*** MATERIAL PROVIDED ***
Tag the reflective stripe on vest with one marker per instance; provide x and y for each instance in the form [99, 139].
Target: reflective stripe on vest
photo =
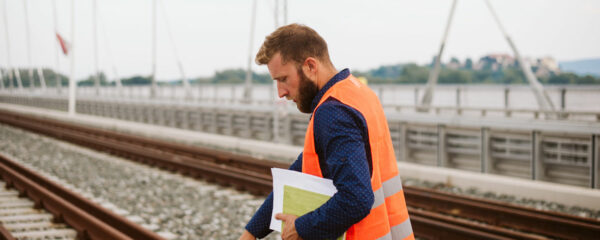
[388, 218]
*** End of MATERIAL PROVIDED ***
*** MATERIAL PROVIDED ***
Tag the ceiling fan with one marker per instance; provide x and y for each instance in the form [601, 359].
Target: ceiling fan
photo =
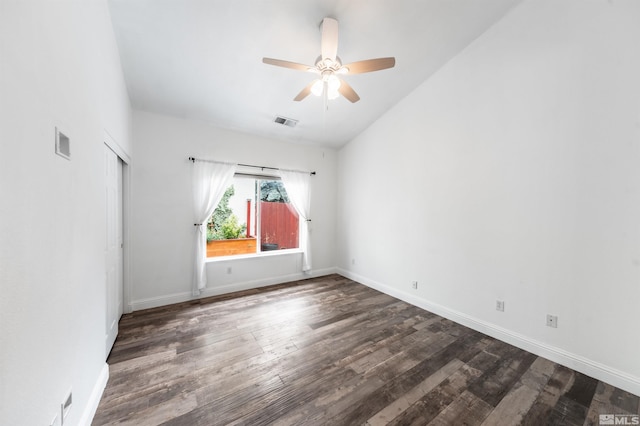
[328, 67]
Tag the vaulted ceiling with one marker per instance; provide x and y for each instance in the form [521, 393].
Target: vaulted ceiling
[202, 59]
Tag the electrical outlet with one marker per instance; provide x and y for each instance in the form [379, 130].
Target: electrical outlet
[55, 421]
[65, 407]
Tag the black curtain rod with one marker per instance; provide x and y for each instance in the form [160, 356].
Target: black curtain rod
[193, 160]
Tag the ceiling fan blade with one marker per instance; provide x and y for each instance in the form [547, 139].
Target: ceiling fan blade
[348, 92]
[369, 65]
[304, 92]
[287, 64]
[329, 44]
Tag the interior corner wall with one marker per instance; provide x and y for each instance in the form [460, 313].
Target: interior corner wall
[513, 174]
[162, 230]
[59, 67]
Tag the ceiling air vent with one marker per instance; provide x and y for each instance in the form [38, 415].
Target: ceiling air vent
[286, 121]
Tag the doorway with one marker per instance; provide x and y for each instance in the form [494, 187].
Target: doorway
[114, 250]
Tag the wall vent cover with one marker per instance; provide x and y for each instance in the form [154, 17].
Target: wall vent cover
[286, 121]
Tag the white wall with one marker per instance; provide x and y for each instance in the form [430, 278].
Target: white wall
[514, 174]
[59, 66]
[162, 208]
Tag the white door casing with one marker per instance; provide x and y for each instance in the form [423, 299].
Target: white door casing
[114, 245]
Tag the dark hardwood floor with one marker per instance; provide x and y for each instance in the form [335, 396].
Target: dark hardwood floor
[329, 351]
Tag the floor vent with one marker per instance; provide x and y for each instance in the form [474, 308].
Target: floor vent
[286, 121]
*** End of MATERIAL PROVIDED ***
*** MATERIAL PROVIDED ***
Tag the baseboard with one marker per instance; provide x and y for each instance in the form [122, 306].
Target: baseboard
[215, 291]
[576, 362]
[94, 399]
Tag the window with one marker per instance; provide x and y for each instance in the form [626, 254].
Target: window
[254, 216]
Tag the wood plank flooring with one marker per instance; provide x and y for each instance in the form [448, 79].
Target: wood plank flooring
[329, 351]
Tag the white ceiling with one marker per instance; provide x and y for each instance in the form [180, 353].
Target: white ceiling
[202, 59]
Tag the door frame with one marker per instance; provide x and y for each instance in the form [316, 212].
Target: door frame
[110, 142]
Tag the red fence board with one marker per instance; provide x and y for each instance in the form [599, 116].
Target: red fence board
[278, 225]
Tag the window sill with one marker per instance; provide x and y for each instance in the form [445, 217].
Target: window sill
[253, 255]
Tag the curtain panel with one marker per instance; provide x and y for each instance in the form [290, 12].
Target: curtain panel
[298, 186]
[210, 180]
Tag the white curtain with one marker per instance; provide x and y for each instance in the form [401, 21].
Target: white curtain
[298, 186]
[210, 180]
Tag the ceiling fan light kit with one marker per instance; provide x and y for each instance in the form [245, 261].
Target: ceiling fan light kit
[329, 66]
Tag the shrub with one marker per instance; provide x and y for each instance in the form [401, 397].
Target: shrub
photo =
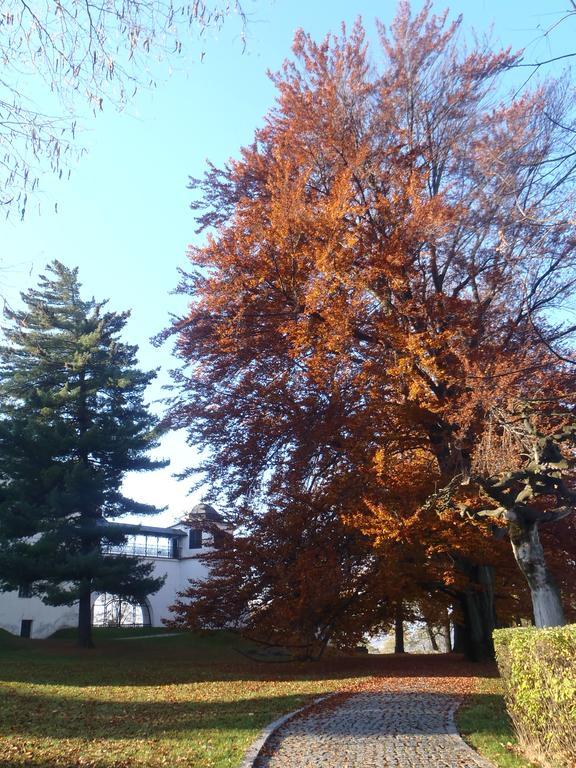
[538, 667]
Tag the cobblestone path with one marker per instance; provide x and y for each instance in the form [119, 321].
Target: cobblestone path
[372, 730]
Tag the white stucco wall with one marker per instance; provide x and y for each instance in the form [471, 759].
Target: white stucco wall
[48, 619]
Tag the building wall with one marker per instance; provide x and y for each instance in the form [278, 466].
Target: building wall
*** End of MATERIAL PROVIDED ***
_TASK REQUIREMENTS_
For the word "reflective", count the lines of the records that contain it and give only the number.

_ANSWER TO THIS TASK_
2